PROVIDED INFORMATION:

[BEGIN]

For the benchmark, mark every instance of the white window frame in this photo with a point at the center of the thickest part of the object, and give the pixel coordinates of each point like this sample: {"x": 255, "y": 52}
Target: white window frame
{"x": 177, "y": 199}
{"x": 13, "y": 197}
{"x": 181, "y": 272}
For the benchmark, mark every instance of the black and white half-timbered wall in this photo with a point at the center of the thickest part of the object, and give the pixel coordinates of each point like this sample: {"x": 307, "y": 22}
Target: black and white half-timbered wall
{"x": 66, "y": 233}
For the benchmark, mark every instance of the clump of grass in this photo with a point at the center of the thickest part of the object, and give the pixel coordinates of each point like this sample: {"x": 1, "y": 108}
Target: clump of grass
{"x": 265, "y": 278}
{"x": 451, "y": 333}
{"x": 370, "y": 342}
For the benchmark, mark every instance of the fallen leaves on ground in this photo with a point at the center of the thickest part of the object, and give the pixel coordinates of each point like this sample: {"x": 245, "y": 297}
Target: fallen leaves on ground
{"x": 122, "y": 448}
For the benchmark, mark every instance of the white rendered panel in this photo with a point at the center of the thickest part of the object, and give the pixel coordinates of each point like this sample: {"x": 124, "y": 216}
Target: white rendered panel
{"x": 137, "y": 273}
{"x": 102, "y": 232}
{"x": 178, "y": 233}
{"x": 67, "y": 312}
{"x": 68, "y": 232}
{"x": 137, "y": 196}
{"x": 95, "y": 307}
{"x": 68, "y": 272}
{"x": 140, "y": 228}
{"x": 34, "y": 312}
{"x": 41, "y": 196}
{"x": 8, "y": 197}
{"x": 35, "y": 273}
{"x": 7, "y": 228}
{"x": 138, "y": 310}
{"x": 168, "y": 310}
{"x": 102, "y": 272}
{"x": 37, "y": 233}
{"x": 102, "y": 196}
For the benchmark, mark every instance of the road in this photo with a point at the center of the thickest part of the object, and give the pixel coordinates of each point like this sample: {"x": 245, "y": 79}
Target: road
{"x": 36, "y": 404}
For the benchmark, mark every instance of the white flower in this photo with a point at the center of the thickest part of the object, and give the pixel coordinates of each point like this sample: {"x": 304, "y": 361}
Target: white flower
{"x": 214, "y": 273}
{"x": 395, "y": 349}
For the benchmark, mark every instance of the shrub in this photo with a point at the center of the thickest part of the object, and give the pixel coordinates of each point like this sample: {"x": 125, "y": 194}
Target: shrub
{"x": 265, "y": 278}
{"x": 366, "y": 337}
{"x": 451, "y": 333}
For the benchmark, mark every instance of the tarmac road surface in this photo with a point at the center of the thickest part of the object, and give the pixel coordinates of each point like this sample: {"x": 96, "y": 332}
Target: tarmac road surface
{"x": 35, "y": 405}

[END]

THE TASK: Reproduce the listing verbatim, starting at the line that contains "For the benchmark, mark every instance of the tarmac" and stopping after the final line of the listing.

TASK RESULT:
For the benchmark, mark every instance of the tarmac road surface in this photo with a point at the center of the thickest part of the object, and give the pixel coordinates of each point like this sample: {"x": 96, "y": 332}
Target: tarmac road surface
{"x": 35, "y": 405}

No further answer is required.